◆ **WHAT YOU HAVE TO DO**:
Report how many lines in the records below contain the word "noun". Give only the number.

◆ **DATA EXCERPTS**:
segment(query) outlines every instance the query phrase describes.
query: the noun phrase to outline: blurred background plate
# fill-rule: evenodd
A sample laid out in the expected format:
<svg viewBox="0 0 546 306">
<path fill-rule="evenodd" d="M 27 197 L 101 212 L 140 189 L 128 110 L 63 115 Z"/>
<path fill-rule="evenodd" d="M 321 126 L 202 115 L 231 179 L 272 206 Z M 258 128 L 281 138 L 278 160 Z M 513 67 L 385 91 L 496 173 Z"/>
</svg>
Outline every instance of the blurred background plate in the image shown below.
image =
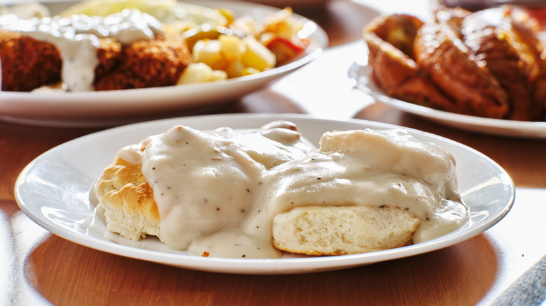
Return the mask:
<svg viewBox="0 0 546 306">
<path fill-rule="evenodd" d="M 546 122 L 484 118 L 456 114 L 418 105 L 392 98 L 378 88 L 370 78 L 371 68 L 365 63 L 355 62 L 349 71 L 356 88 L 378 101 L 430 121 L 473 132 L 503 136 L 546 138 Z"/>
<path fill-rule="evenodd" d="M 188 0 L 185 2 L 227 8 L 237 17 L 279 10 L 237 1 Z M 74 3 L 71 1 L 43 3 L 51 8 L 53 14 Z M 227 80 L 165 87 L 57 94 L 2 92 L 0 119 L 53 126 L 103 126 L 218 107 L 262 88 L 322 54 L 328 45 L 324 30 L 302 16 L 294 14 L 293 17 L 305 23 L 311 44 L 302 56 L 279 67 Z"/>
</svg>

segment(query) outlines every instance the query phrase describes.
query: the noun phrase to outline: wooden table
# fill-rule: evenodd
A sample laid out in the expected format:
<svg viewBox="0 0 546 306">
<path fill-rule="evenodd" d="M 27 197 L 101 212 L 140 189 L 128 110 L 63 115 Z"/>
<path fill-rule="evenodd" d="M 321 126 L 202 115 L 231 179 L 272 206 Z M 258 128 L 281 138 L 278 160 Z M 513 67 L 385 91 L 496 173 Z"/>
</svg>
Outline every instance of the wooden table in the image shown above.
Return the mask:
<svg viewBox="0 0 546 306">
<path fill-rule="evenodd" d="M 428 13 L 426 1 L 384 2 L 374 3 L 385 11 Z M 447 137 L 485 154 L 508 172 L 517 187 L 508 215 L 458 245 L 351 269 L 241 275 L 175 268 L 69 242 L 34 224 L 18 207 L 13 186 L 27 163 L 99 129 L 0 123 L 0 305 L 489 305 L 546 254 L 546 140 L 454 129 L 374 103 L 353 88 L 346 70 L 363 54 L 360 29 L 377 13 L 365 3 L 345 0 L 298 12 L 326 29 L 331 48 L 316 62 L 220 112 L 355 117 Z M 317 73 L 325 69 L 328 76 Z"/>
</svg>

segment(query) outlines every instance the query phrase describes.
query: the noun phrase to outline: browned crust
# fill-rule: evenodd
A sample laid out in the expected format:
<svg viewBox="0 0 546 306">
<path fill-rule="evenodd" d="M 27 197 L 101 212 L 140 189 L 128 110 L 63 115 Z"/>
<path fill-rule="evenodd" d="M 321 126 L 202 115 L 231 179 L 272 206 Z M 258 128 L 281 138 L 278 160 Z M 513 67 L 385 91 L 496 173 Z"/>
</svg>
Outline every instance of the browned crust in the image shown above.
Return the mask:
<svg viewBox="0 0 546 306">
<path fill-rule="evenodd" d="M 2 90 L 29 92 L 61 79 L 61 58 L 50 43 L 0 31 Z"/>
<path fill-rule="evenodd" d="M 178 36 L 137 41 L 123 48 L 120 65 L 112 73 L 96 80 L 95 89 L 174 85 L 191 62 L 186 43 Z"/>
<path fill-rule="evenodd" d="M 129 215 L 140 214 L 160 221 L 153 191 L 146 181 L 140 164 L 116 159 L 104 169 L 95 188 L 102 205 L 122 208 Z"/>
</svg>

◆ **FULL ANSWER**:
3